Begin DATA TO PROCESS

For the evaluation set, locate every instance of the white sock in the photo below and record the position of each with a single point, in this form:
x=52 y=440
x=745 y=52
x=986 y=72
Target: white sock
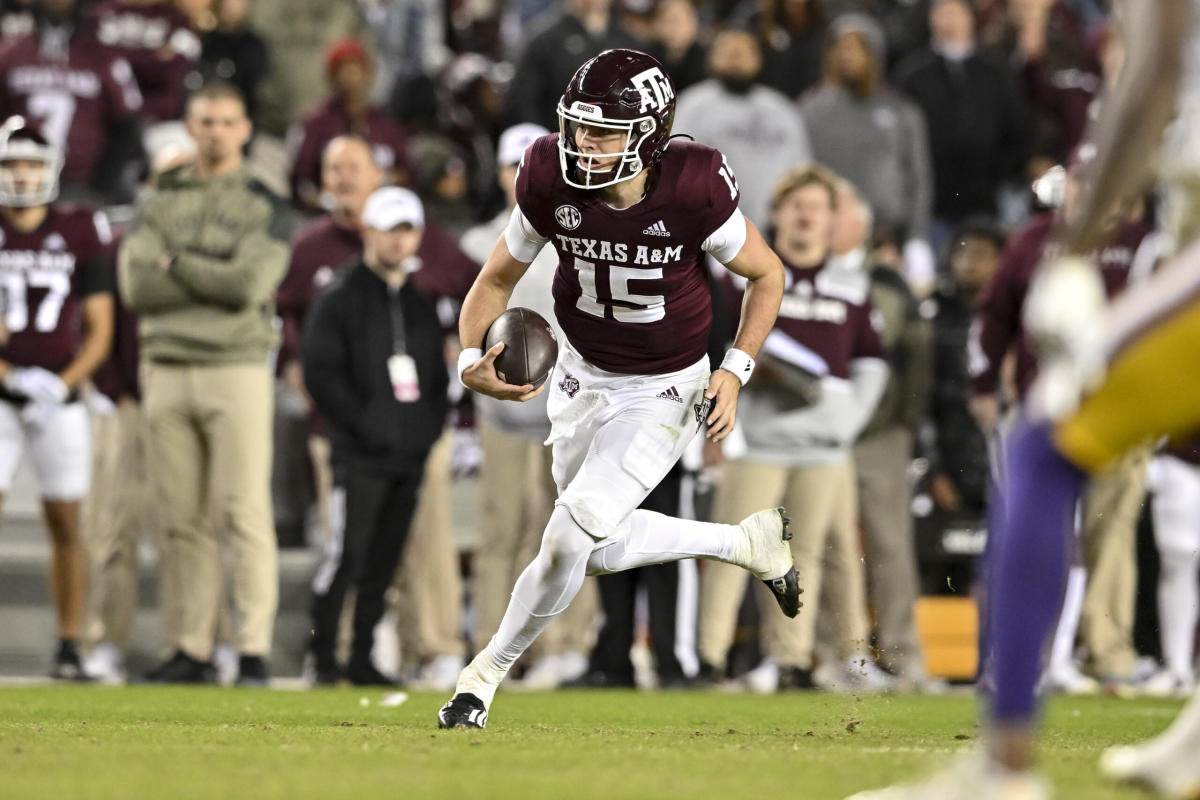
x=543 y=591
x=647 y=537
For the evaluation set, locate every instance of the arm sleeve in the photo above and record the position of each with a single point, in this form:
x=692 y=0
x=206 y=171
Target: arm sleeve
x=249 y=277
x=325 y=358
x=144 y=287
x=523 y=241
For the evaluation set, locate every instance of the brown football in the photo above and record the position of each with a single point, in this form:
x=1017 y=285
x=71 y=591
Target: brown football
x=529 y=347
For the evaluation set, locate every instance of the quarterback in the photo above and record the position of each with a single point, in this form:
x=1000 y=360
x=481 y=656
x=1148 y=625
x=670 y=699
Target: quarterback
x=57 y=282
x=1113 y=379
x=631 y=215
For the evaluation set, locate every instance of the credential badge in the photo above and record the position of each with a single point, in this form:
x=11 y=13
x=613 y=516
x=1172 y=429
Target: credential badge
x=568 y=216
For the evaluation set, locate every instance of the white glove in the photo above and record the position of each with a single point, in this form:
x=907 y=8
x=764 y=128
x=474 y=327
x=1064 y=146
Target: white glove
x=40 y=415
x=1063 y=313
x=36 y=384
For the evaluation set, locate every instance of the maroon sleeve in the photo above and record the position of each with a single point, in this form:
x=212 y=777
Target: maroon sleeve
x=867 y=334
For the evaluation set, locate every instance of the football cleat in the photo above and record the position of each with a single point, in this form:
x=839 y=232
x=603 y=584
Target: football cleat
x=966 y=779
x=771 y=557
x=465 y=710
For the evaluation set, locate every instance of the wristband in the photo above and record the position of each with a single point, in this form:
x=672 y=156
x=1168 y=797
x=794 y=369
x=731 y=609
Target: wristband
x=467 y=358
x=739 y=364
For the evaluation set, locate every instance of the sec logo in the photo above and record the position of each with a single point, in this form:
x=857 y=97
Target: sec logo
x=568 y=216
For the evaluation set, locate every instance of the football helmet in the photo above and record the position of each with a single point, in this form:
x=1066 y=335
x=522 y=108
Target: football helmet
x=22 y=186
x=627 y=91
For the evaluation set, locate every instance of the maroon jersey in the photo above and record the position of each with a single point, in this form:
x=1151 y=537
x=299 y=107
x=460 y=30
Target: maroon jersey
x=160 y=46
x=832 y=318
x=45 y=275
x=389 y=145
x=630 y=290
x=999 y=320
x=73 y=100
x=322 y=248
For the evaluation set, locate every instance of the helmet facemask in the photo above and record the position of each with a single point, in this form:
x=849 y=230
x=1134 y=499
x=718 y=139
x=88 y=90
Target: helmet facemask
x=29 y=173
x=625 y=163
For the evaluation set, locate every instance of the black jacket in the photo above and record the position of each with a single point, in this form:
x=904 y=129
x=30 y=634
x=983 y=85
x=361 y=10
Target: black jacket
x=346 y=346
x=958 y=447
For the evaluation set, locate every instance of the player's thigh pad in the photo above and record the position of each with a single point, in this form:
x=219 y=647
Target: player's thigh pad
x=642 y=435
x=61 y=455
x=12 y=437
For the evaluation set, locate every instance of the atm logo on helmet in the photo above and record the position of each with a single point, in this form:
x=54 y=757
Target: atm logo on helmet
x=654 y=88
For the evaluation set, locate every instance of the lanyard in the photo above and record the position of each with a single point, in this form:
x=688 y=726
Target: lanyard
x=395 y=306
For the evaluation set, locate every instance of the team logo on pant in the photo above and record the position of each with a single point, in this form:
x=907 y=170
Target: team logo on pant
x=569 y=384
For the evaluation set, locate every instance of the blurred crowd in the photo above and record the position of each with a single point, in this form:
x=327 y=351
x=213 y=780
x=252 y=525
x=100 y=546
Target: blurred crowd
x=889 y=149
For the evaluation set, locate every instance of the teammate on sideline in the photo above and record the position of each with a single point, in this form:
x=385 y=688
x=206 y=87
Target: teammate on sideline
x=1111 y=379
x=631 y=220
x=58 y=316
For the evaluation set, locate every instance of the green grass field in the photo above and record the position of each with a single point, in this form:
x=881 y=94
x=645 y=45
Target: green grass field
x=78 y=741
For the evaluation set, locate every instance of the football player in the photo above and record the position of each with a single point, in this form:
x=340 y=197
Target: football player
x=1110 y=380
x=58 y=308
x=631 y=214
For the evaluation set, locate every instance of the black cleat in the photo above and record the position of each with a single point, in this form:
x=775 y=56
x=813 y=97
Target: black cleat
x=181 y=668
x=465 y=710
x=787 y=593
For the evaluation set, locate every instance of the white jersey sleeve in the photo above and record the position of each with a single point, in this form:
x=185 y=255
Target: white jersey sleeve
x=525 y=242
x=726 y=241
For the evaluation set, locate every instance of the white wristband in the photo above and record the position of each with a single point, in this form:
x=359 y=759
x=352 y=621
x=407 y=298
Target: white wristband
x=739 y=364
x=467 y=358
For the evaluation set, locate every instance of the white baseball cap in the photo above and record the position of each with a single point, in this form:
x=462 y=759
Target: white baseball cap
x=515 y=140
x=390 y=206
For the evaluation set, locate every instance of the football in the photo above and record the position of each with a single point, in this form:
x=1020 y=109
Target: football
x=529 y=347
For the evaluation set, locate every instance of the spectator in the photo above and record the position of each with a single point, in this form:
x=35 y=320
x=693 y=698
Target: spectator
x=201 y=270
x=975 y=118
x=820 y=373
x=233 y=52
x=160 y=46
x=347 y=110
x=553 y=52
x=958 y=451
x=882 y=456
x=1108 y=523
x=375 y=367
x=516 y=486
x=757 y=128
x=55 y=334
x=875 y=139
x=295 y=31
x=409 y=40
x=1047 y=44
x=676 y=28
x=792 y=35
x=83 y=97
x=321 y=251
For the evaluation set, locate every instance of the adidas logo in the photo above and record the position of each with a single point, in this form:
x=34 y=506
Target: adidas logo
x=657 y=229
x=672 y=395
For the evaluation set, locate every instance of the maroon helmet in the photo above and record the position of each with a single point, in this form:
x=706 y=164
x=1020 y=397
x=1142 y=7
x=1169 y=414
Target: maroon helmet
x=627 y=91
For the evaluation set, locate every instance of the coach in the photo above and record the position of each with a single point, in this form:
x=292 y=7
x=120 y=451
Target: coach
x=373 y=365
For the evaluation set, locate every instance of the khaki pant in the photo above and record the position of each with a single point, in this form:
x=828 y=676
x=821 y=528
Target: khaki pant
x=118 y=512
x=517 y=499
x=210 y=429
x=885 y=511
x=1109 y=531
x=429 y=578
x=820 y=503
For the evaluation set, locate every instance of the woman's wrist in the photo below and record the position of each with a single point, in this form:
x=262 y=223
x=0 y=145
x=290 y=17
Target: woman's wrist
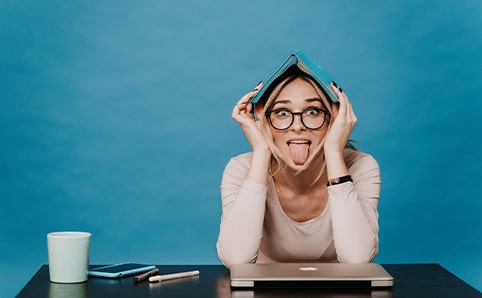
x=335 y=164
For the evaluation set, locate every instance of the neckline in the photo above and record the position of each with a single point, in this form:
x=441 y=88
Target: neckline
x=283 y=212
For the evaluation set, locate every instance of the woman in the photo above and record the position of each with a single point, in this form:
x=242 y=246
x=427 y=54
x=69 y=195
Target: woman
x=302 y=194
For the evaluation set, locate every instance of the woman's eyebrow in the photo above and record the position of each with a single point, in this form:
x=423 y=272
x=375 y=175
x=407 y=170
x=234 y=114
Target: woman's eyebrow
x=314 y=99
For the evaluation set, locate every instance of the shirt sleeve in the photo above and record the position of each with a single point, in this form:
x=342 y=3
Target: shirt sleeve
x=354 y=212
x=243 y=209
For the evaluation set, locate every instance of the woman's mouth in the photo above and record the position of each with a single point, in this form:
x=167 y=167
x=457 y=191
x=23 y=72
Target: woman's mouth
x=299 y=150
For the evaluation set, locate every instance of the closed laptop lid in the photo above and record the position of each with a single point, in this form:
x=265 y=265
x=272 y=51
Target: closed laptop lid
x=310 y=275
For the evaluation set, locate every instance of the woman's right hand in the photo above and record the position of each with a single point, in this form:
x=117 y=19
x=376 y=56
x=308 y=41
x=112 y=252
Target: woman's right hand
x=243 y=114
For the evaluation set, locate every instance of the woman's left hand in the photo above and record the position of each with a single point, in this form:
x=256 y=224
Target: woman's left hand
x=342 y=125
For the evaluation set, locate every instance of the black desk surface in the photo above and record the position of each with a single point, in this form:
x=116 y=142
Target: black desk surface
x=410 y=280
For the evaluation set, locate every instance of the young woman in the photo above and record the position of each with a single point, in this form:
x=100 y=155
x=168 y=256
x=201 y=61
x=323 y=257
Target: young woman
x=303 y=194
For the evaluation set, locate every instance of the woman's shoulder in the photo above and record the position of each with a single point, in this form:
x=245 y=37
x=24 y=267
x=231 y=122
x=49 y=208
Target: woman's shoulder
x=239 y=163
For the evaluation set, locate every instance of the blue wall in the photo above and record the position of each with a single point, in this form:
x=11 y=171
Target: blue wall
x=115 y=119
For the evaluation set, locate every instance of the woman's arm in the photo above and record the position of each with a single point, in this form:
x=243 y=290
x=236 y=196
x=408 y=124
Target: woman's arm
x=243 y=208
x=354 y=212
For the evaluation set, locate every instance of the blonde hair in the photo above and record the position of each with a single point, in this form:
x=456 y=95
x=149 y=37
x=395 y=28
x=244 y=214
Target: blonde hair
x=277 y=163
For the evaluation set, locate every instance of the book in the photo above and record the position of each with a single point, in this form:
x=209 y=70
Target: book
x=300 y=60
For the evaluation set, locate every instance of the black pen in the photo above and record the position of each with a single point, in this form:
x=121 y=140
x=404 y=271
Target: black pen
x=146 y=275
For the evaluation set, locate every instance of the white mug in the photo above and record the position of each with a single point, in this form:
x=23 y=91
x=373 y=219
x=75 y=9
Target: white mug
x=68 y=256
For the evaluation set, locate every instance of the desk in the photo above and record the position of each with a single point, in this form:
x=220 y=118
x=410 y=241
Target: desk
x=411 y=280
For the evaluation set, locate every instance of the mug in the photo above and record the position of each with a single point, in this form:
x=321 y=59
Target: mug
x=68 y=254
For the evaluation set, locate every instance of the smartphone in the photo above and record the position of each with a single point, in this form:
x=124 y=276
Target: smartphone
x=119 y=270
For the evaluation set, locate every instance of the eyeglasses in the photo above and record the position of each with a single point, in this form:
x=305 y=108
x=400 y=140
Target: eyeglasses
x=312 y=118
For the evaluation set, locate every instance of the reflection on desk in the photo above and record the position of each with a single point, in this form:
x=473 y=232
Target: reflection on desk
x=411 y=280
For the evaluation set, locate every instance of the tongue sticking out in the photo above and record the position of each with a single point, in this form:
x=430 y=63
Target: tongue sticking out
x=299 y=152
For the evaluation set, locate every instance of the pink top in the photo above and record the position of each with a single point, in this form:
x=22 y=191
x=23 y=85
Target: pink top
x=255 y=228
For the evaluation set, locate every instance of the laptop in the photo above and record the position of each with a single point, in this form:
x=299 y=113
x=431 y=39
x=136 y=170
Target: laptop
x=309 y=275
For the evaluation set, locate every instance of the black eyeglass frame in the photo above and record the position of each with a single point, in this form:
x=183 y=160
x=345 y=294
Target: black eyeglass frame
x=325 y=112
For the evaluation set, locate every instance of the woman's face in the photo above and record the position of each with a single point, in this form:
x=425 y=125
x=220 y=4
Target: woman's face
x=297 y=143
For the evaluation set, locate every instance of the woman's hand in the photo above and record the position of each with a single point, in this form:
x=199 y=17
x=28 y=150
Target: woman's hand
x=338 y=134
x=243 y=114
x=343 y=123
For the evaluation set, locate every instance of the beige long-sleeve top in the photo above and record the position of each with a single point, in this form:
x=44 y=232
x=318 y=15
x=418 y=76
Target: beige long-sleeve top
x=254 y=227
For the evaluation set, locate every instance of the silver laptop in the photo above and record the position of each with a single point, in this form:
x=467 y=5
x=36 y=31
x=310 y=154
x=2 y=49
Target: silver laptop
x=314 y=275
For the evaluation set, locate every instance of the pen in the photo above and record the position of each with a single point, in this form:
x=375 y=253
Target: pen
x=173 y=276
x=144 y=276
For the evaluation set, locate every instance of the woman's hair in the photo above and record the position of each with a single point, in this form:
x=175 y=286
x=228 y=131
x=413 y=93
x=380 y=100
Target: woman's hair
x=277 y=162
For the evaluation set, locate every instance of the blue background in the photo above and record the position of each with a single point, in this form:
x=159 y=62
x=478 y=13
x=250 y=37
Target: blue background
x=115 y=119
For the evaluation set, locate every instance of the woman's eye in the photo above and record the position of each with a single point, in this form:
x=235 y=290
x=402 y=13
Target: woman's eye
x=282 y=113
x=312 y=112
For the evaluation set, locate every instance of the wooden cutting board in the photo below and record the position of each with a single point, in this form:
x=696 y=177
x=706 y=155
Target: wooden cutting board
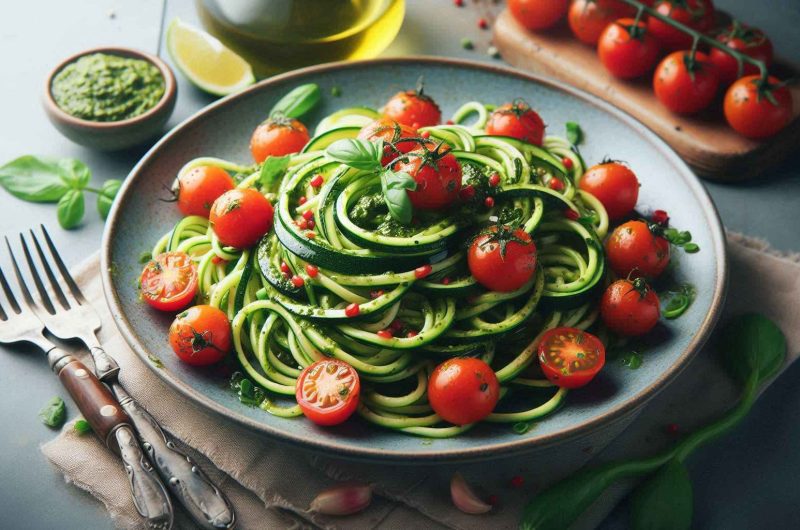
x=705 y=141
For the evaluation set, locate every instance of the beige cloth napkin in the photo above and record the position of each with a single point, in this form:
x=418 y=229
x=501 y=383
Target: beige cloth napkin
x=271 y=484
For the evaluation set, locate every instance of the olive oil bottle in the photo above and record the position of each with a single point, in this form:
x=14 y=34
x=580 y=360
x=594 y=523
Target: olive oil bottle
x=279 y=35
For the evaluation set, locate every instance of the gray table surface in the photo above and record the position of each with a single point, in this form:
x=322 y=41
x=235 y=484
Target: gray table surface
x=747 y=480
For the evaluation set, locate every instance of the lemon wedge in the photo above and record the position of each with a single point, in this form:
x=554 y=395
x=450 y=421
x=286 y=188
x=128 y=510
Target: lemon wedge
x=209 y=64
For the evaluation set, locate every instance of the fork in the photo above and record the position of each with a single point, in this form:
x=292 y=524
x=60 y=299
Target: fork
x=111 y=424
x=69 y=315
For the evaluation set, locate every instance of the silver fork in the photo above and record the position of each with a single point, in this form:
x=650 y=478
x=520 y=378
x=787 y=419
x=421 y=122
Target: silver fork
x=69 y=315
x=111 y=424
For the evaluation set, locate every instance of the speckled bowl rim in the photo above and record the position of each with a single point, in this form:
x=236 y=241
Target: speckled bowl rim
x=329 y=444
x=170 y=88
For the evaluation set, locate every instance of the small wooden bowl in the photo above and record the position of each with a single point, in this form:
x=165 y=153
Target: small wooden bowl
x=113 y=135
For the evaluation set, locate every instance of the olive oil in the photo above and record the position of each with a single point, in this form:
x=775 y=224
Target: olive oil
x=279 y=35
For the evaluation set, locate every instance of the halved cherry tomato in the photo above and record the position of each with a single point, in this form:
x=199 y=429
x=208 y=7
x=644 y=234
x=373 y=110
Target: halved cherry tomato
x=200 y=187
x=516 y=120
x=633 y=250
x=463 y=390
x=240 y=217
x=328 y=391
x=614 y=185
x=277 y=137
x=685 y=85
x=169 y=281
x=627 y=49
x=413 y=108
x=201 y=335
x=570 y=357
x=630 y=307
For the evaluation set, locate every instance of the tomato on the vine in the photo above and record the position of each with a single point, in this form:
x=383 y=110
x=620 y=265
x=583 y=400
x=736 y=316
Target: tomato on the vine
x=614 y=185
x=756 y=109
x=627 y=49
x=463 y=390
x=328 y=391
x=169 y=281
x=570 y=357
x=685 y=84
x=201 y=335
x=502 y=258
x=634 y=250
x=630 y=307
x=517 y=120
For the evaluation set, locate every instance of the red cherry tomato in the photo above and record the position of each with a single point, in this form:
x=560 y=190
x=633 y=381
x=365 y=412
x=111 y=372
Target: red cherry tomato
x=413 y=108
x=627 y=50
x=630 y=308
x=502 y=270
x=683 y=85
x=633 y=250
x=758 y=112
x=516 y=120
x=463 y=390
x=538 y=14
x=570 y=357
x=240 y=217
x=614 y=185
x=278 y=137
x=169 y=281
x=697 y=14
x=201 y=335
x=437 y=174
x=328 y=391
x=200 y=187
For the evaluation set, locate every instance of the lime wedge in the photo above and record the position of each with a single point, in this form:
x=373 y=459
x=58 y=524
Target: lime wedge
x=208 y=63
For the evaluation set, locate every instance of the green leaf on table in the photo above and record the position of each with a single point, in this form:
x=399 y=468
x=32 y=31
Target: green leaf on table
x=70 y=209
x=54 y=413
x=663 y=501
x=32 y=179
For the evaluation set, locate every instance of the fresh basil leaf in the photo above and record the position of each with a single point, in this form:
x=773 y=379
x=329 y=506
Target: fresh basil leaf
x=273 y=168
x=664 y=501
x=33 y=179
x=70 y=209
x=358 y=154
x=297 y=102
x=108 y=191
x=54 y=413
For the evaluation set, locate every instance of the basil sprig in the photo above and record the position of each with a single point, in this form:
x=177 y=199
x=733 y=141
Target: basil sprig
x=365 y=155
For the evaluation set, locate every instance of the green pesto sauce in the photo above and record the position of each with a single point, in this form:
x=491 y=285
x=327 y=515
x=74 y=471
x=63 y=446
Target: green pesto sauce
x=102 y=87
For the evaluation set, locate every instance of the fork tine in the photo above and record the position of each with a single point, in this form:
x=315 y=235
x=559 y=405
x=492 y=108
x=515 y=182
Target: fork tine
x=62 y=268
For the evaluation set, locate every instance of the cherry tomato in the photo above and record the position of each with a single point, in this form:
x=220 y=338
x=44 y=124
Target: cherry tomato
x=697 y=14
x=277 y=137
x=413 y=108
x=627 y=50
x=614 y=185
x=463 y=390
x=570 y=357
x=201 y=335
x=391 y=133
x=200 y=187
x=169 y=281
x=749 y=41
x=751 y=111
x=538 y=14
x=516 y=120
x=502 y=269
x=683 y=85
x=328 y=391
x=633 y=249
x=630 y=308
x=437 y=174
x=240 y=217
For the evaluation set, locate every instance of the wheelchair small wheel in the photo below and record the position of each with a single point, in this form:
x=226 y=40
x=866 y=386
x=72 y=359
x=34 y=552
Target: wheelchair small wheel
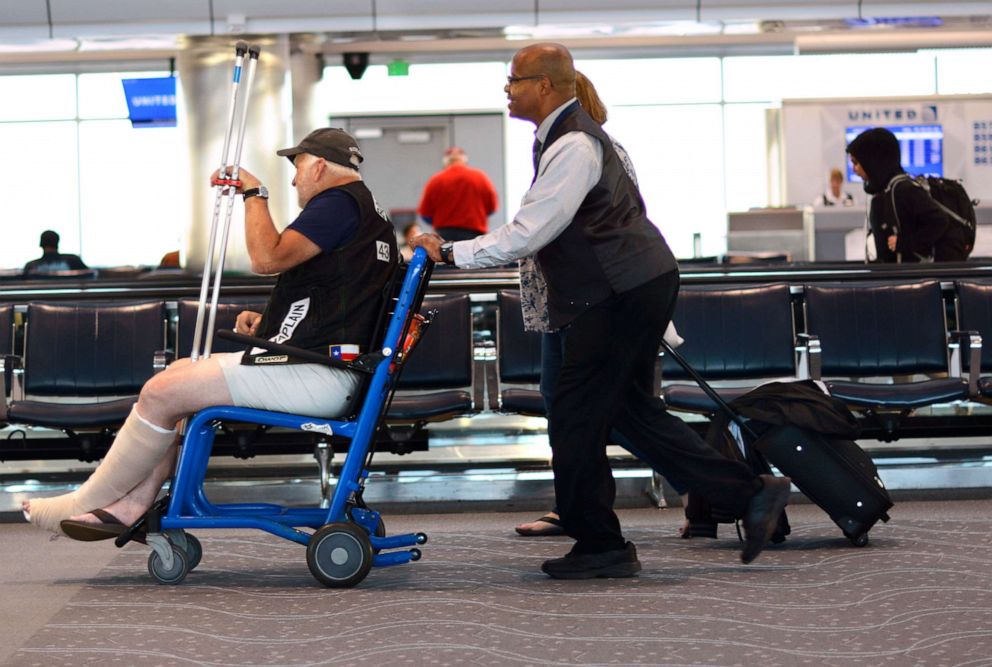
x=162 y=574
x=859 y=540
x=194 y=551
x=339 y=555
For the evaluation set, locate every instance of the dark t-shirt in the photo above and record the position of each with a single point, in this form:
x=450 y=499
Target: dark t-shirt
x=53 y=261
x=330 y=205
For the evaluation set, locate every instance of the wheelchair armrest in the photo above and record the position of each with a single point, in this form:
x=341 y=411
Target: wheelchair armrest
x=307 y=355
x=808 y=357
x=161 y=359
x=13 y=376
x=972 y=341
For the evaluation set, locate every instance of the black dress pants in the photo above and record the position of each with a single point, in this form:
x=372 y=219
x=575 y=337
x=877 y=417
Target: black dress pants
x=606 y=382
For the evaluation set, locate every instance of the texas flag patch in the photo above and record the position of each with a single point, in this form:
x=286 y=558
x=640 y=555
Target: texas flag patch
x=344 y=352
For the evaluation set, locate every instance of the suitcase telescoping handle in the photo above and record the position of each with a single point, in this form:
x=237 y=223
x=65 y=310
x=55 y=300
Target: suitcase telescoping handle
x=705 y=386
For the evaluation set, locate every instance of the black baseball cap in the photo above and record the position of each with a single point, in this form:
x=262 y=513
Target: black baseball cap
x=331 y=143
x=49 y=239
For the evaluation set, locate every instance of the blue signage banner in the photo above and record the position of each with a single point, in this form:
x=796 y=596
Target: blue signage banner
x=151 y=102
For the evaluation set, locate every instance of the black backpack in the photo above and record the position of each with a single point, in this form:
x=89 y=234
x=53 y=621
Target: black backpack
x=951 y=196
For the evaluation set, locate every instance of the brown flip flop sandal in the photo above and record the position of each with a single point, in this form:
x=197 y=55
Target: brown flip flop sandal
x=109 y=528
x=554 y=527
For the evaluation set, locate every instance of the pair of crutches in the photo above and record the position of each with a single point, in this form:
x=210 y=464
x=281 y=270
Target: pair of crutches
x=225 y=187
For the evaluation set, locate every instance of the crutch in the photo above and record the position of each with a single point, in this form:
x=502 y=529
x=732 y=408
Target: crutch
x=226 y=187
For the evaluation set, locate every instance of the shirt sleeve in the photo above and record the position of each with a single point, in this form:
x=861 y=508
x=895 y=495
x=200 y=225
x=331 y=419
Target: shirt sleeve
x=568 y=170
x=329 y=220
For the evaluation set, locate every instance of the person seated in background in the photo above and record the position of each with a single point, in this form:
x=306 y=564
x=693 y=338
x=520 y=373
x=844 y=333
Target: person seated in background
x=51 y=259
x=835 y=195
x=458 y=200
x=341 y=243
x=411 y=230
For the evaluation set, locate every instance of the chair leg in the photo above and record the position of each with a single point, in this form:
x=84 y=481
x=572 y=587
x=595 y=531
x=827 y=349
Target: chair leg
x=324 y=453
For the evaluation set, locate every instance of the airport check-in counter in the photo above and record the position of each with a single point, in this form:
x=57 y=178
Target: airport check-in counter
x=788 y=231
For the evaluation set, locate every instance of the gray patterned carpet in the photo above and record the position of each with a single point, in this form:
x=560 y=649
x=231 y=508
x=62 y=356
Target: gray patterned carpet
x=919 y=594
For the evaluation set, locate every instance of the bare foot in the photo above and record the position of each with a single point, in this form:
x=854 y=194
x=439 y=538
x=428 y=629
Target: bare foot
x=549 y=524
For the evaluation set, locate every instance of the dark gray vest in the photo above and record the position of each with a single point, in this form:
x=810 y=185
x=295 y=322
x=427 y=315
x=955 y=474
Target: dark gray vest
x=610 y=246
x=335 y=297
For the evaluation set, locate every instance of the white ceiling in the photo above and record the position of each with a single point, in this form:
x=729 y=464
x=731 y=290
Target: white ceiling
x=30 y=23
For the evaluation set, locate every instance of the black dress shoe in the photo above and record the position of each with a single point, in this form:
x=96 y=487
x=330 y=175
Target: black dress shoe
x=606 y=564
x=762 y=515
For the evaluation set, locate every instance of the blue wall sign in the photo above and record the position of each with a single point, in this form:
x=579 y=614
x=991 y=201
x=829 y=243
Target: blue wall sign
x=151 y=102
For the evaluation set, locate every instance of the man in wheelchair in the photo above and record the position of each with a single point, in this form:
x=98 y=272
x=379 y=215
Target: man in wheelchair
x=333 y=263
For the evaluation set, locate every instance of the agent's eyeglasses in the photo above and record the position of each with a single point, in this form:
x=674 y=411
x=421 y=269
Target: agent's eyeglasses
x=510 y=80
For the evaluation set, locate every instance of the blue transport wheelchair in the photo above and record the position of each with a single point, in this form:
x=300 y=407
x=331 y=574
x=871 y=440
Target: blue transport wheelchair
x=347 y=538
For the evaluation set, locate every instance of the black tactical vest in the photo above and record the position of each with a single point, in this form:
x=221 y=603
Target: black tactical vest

End DATA TO PROCESS

> _WHAT YOU ARE ASKED TO DO_: Quote the lines of the records starting at the line that contains "the white ceiling" and ending at the line that contains "x=333 y=263", including both of those lines.

> _EXERCISE RESPONSE_:
For the evaluation set, locate every instance of the white ceiling in the photo above and record the position of each with a single point, in this form:
x=729 y=464
x=731 y=290
Target: white ceiling
x=30 y=23
For the evaluation set, locate every instance of the black dress shoe in the photo above and record the position of each with a single point, in this form:
x=96 y=487
x=330 y=175
Target: black dress shoe
x=606 y=564
x=762 y=515
For the evaluation set, locate every instance of the blue wall sign in the photo above and record the position of each with a single point, in this form:
x=579 y=614
x=991 y=201
x=829 y=243
Target: blue wall sign
x=151 y=102
For the evaluation set, locate every instance of the man in wheelchair in the photo above and record the position of each with a single point, in this form:
x=98 y=272
x=379 y=215
Target: man in wheelchair
x=333 y=263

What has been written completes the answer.